The idea of trans-national energy collaboration in the region is not new, with several projects already underway or proposed. These include the EL-WIND project co-developed by Estonia and Latvia, aiming to deliver 1 GW of offshore capacity; the 700 MW EstLink 3 interconnector; the 700 MW HarmonyLink HVDC connector; and the 500-1000 MW LitPol link co-developed by Poland and Lithuania. A shared Bulgaria-Romania energy island is also being discussed, with up to 3 GW of offshore wind capacity, and a ‘Black-Sea Corridor’ shared grid expansion project is already underway. Another energy island concept between Poland, Sweden and Lithuania was proposed, following the many examples being developed in Western Europe such as the Bornholm Energy Island on the Baltic Sea. A precedent for cross-border renewables investments has also been made recently, with Luxembourg and Finland planning a cross-border tender for renewable energy. Similar tenders could help co-finance investments in countries where the wind or solar potential exceeds the host country’s financing capabilities.

Expanding connection

More interconnections can improve the integration of offshore wind electricity across the region, and the transfer of clean power into high demand areas. At the moment, interconnections within the CEE region constitute only 13% of the EU’s internal interconnection capacity. Our modelling shows that additional interconnection capacity in the region further reduces power prices and improves the integration of wind and solar by lowering energy curtailment.

There is funding available for more ambitious grid expansion too. The cross-border grid projects can benefit from EU funding under the Connecting Europe Facility, with a €5.8 billion budget between 2021 and 2027, as well as funding from the European Investment Bank. Financial support for grid projects is also available under the Modernisation Fund (25% of the €14 billion budget) or the Recovery and Resilience Fund (between €5.1 and €6.8 billion).
· · · · · · ·
◆ Tasks to perform:
A - In the passage on cross-border energy projects, what share of the EU's internal interconnection capacity is held by interconnections within the CEE region?
B - For each statement, decide whether it agrees with the passage on cross-border energy projects. Answer yes or no, and quote the deciding words.
(i) The EstLink 3 interconnector has a capacity of 700 MW.
(ii) The Connecting Europe Facility has a budget of €14 billion for 2021 to 2027.
(iii) Luxembourg and Finland are planning a cross-border tender for renewable energy.
C - Carry the passage on cross-border energy projects forward from its final sentence.
The records that follow come from a separate source and are unrelated to the passage on cross-border energy projects.

◆ Supplied information:
· · · · · · ·
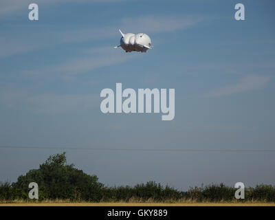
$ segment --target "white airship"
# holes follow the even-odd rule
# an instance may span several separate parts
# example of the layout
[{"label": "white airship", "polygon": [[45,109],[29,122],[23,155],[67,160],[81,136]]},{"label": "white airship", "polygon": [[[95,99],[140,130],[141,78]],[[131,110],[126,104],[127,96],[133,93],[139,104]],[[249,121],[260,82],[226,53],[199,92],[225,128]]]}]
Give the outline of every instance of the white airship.
[{"label": "white airship", "polygon": [[123,34],[120,30],[119,31],[121,35],[122,35],[120,38],[120,45],[114,48],[121,47],[126,52],[131,52],[132,51],[146,52],[148,49],[153,48],[151,38],[146,34]]}]

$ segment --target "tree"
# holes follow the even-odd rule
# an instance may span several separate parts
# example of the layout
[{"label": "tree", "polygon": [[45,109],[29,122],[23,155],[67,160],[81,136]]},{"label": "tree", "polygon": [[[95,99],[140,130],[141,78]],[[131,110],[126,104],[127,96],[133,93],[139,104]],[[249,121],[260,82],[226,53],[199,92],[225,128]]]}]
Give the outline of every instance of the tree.
[{"label": "tree", "polygon": [[34,182],[38,185],[40,199],[98,201],[103,187],[98,179],[96,175],[76,168],[74,164],[67,164],[64,152],[50,156],[38,169],[30,170],[25,175],[19,176],[13,187],[22,189],[26,198],[30,190],[28,185]]}]

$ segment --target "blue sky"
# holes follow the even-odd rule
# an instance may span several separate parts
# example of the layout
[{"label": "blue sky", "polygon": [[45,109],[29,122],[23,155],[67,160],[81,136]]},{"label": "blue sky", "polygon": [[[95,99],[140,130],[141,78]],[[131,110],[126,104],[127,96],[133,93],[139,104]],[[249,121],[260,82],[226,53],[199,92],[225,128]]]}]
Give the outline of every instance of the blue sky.
[{"label": "blue sky", "polygon": [[[30,3],[39,20],[28,20]],[[1,1],[0,145],[275,150],[275,3],[242,1]],[[153,50],[125,53],[124,32]],[[175,88],[175,117],[103,114],[104,88]],[[0,148],[0,179],[15,181],[56,149]],[[179,189],[274,184],[270,152],[67,150],[102,182],[155,180]]]}]

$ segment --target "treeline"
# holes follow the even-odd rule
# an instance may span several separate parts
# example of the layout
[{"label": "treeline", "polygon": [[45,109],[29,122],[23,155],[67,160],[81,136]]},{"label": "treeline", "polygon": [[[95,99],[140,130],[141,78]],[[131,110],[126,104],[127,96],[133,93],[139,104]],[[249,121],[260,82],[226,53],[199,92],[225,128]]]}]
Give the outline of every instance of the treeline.
[{"label": "treeline", "polygon": [[[61,199],[91,202],[234,202],[236,188],[223,184],[190,188],[182,192],[155,182],[134,186],[107,187],[96,175],[89,175],[67,164],[65,153],[50,156],[38,169],[30,170],[17,182],[0,182],[0,201],[29,200],[30,182],[38,185],[39,201]],[[275,201],[275,186],[245,188],[241,201]]]}]

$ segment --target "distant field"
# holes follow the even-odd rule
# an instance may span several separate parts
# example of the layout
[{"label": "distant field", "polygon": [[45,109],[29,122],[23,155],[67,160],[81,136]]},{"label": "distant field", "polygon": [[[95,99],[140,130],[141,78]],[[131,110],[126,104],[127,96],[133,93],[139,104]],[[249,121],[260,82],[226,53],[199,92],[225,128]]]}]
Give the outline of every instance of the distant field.
[{"label": "distant field", "polygon": [[19,203],[0,206],[275,206],[275,204]]}]

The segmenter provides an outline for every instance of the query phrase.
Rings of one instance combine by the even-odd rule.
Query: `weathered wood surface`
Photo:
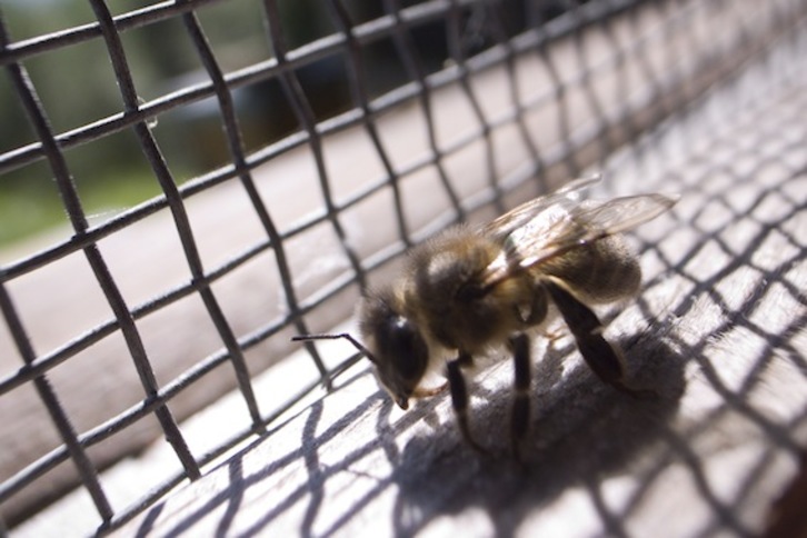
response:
· · · · · · ·
◆ List of answers:
A - 13%

B -
(i) Yes: "the 700 MW EstLink 3 interconnector"
(ii) No: "with a €5.8 billion budget between 2021 and 2027"
(iii) Yes: "Luxembourg and Finland planning a cross-border tender for renewable energy"

C -
Detailed country studies have shown that modernising all grid levels, while costly, still has a positive impact on consumer tariffs thanks to the lowered wholesale power prices. However, there are some challenges to keep in mind as projects take shape. The effective use of interconnectors is only possible if they do not cause additional strain on national grids. This can be achieved, for example, by coupling with phase shifting transformers or implementing via HVDC lines. Country transmission grids need to be strengthened as well, and distribution grid bottlenecks unlocked to allow the full integration of renewables.

The recent reluctance of several CEE countries to adopt more ambitious EU renewable energy goals for 2030 could turn into a threat for the region’s energy security and competitiveness. This report reveals that there is a substantial commercial interest in developing renewable energy capacity in the CEE and installing it is achievable. EU instruments provide generous funding for the energy transition in the region, in addition to national budgets and potential private investment. The CEE countries should use the drafting of Recovery And Resilience Plans and the revision of the National Energy And Climate Plans due next month to signal their interest in seizing this opportunity.

Genady Kondarev Senior Associate For Central And Eastern Europe, E3G

Conclusion

Unlocking wind and solar brings multiple benefits

Fully accessing the renewables potential is only achievable through collaboration, both within the region and with the whole EU

In this chapter:

There is no doubt that the EU as a whole and the majority of its Member States are accelerating their energy transition in response to multiple crises: Russia’s invasion of Ukraine, the global gas supply shortage, the COVID-19 pandemic. Across Europe, countries are now recognizing that domestic wind and solar electricity provides greater security than imported coal and gas. 

With their history and close proximity to Russia, CEE countries need to hop on the pan-European clean power train. Failing to do so will have dire economic and security consequences. There is also no compelling reason not to. Multiple studies, including this one, show that more wind and solar electricity leads to lower power prices, reduced import dependency, but also job creation and the stimulation of local economies. Several funding programs are available to cover all parts of the energy transition, including the related grid investments. The upcoming revisions of NECPs and RRPs are the perfect opportunities, and perhaps the last ones, for CEE countries to develop ambitious renewables targets.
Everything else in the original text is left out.